Zuversichtlich zeigte sich auch der Ministerpräsident Ivica Dačić. Während der gemeinsamen Pressekonferenz mit dem deutschen Außenminister am Montag (20.05.2013) sagte er, der Besuch aus Deutschland sei eine Ermutigung für Serbien. Er betonte auch, dass die deutsch-serbischen Beziehungen paradox seien: Deutschland sei einerseits der wichtigste Handelspartner Serbiens, das wichtigste Geberland bei der Entwicklungshilfe und bedeutender Investor, gleichzeitig habe es auf der politischen Ebene oft "Funkstörungen" zwischen beiden Länder gegeben.

Westerwelle zu Besuch beim serbischen Premierminister Ivica Dačić in Belgrad (Foto: EPA/KOCA SULEJMANOVIC)
Eine paradoxe Beziehung: Westerwelle und Dačić in BelgradBild: picture-alliance/dpa

Die Umsetzung der Vereinbarung ist nicht gesichert

Westerwelle bezeichnete in Belgrad das vor einem Monat erzielte Abkommen zwischen Pristina und Belgrad als "historisch". Historisch ist in der Tat, dass die ehemaligen Kriegsgegner durch Vermittlung der EU am Ende doch noch zueinander fanden. In Brüssel verhandelten die nun demokratisch legitimierten Regierungschefs Ivica Dačić, der einstige Parteisprecher des serbischen autoritären Herrschers Slobodan Milošević, und Hashim Thaci, ein kosovo-albanischer Ex-Guerilla-Kämpfer, der einst gegen Milošević in den Krieg gezogen war. Nach monatelangem Tauziehen erzielten sie eine Einigung um die Rolle der serbischen Minderheit in Kosovo und vereinbarten eine schrittweise Normalisierung der Beziehungen zwischen Serbien und dessen ehemaliger Provinz Kosovo.

--------------------------------------------------

▶ **AUFGABE 1**
Fassen Sie den Ausgangstext bitte in zwei Sätzen zusammen.
▶ **AUFGABE 2**
Beantworten Sie anhand des Ausgangstexts diese Fragen:
(a) An welchem Tag fand die gemeinsame Pressekonferenz statt?
(b) Wie lange vor Westerwelles Besuch in Belgrad war das Abkommen zwischen Pristina und Belgrad erzielt worden?
(c) In welcher Stadt verhandelten Dačić und Thaci?
▶ **AUFGABE 3**
Erklären Sie in ein bis zwei Sätzen, warum Dačić die deutsch-serbischen Beziehungen laut Ausgangstext paradox nennt.
Das Material hier ist eigenständig und gehört nicht zum Ausgangstext.

--------------------------------------------------

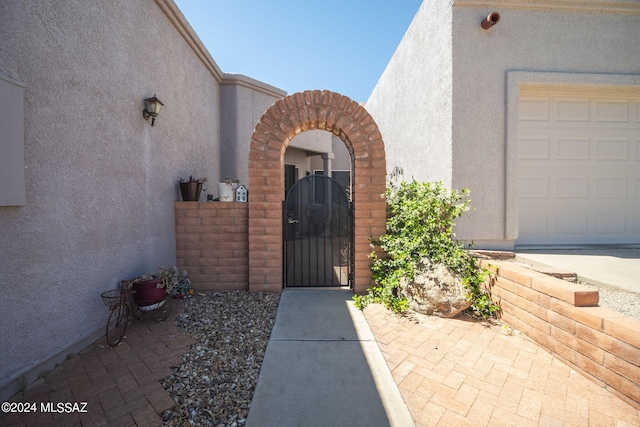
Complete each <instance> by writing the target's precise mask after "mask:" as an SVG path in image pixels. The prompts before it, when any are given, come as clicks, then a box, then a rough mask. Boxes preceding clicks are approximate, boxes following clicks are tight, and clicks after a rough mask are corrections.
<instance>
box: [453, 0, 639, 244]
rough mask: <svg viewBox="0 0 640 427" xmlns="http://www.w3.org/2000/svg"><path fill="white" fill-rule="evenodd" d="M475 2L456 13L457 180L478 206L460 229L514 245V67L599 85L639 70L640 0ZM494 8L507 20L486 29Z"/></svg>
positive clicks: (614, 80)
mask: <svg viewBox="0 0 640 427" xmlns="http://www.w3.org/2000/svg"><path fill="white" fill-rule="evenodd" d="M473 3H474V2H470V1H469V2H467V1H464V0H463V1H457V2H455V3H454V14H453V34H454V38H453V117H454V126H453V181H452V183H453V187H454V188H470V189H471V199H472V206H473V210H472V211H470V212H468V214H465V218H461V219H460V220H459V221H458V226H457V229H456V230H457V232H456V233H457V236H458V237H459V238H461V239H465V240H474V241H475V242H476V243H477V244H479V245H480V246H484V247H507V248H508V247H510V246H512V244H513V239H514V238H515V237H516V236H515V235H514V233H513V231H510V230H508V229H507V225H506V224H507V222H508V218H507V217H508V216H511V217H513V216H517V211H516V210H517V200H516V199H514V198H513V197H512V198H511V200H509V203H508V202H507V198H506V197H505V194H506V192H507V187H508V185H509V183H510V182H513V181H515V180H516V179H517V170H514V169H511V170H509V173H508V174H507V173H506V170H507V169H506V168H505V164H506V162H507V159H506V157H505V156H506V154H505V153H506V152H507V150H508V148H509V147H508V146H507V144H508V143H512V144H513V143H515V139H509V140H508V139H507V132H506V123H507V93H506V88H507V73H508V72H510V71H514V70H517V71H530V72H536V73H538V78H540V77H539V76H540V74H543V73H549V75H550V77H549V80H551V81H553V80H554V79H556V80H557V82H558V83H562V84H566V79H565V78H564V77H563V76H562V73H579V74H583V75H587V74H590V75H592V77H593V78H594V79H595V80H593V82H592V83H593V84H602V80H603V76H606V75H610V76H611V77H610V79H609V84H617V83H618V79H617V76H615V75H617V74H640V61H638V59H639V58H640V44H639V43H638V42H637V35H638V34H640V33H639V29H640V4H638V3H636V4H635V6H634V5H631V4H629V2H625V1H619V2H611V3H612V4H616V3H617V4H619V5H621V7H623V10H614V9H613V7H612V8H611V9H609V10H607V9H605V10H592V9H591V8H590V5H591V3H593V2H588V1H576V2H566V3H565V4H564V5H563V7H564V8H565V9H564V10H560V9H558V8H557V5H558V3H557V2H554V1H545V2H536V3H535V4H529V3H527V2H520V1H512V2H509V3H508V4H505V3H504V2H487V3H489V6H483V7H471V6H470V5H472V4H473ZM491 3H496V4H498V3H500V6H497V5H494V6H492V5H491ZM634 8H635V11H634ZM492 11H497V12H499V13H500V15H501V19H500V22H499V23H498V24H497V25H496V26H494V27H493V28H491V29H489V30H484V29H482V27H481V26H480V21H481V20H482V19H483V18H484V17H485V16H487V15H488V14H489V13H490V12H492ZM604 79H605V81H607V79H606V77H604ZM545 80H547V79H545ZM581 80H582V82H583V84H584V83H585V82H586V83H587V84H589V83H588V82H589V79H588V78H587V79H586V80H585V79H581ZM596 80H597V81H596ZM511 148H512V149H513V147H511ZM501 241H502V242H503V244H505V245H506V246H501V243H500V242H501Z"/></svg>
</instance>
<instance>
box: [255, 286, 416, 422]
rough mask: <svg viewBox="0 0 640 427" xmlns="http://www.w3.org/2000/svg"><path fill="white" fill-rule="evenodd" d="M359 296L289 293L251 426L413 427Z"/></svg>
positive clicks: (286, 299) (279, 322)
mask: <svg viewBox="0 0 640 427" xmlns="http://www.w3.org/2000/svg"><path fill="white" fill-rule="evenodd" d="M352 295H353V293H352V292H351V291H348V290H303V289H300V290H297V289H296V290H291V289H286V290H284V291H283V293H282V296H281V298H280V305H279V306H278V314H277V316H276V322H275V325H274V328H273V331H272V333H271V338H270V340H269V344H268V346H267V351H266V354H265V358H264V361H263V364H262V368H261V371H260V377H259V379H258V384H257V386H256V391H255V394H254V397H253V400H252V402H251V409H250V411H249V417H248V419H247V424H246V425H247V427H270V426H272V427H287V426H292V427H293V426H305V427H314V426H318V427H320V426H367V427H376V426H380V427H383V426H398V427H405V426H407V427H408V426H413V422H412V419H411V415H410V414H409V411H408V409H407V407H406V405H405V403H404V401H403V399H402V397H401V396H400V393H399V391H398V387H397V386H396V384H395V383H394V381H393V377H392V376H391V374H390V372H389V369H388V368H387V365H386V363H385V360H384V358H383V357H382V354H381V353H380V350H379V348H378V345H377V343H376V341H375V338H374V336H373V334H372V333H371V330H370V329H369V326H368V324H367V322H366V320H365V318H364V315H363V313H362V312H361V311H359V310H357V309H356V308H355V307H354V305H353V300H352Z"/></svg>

--------------------------------------------------

▶ **ANTWORTFELD 1**
Ministerpräsident Ivica Dačić nannte den Besuch aus Deutschland eine Ermutigung für Serbien und bezeichnete die deutsch-serbischen Beziehungen als paradox: Deutschland sei wichtigster Handelspartner, wichtigstes Geberland und bedeutender Investor, politisch habe es aber oft „Funkstörungen“ gegeben. Westerwelle bezeichnete das unter EU-Vermittlung erzielte Abkommen zwischen Pristina und Belgrad als „historisch“, in dem Dačić und Hashim Thaci sich über die Rolle der serbischen Minderheit in Kosovo einigten und eine schrittweise Normalisierung der Beziehungen vereinbarten.

▶ **ANTWORTFELD 2**
(a) Am Montag, dem 20.05.2013.
(b) Einen Monat.
(c) In Brüssel.

▶ **ANTWORTFELD 3**
Deutschland ist für Serbien einerseits der wichtigste Handelspartner, das wichtigste Geberland bei der Entwicklungshilfe und ein bedeutender Investor. Gleichzeitig gab es auf der politischen Ebene zwischen beiden Ländern oft „Funkstörungen“.